Set the records down again exactly, apart from any pictures in them.

<<<<

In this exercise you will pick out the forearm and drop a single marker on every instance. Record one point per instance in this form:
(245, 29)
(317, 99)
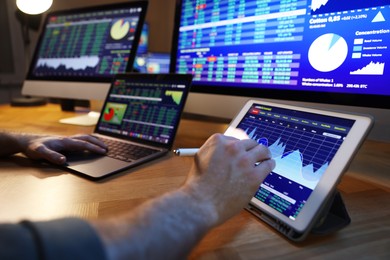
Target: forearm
(164, 228)
(12, 143)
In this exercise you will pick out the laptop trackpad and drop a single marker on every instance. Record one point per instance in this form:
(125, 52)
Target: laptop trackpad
(95, 166)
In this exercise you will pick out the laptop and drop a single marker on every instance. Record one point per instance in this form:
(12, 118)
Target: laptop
(138, 122)
(312, 148)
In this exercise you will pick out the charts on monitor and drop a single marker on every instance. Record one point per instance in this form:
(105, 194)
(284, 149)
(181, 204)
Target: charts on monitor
(119, 29)
(328, 52)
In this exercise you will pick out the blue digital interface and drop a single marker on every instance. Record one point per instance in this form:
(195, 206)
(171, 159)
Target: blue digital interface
(319, 45)
(302, 145)
(144, 109)
(87, 43)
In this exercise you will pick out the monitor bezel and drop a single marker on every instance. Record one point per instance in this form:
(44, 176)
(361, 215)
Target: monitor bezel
(348, 99)
(133, 50)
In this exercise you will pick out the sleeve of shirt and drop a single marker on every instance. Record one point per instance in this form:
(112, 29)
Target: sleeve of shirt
(68, 238)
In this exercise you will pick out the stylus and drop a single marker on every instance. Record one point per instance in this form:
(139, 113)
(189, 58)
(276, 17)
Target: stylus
(186, 151)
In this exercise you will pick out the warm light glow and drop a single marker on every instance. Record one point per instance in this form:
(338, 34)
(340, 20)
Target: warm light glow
(33, 6)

>>>>

Result of this task:
In this exercise you will pick out the forearm and drop a single marker on every instance. Record one point per instance in this form:
(245, 29)
(317, 99)
Target: forearm
(164, 228)
(12, 143)
In this exercise you will pick out the laptop trackpad and drop a single marker on every instance. Record one point per instance in this form:
(125, 52)
Target: laptop trackpad
(95, 166)
In this exercise you will pick out the laptop and drop a single marker on every instance. Record one point per instance in this form:
(12, 118)
Target: laptop
(138, 122)
(312, 148)
In this exercise you will pick out the charts on monitor and drop a single marker on every instance. Record one point per instance in this form:
(105, 194)
(284, 149)
(181, 204)
Target: charts on monitor
(119, 29)
(328, 52)
In this exercise you will pick out the blue digital interface and drop a single marker on every instance. Record one point per instance in this form:
(195, 206)
(171, 159)
Target: blue digital interface
(319, 45)
(302, 145)
(144, 109)
(87, 43)
In this exercise you will pick out the monitor bezel and drop a single marker on every instance. Record one point per instance in this form:
(44, 176)
(361, 215)
Target: monitor bezel
(348, 99)
(133, 50)
In this exercise you will pick out the sleeve of shirt and drop a single marker on every instance. Record one point per instance in this form:
(112, 29)
Target: sleeve of shirt
(68, 238)
In this exercise you will pick out the stylus and drop a single marker on every instance. Record one point per instance in this form:
(139, 113)
(189, 58)
(276, 17)
Target: stylus
(186, 151)
In this exercise you will pick out the warm light glow and drop a single marker on every instance. Record one point per instance in this form:
(338, 34)
(340, 20)
Target: warm light glow
(33, 6)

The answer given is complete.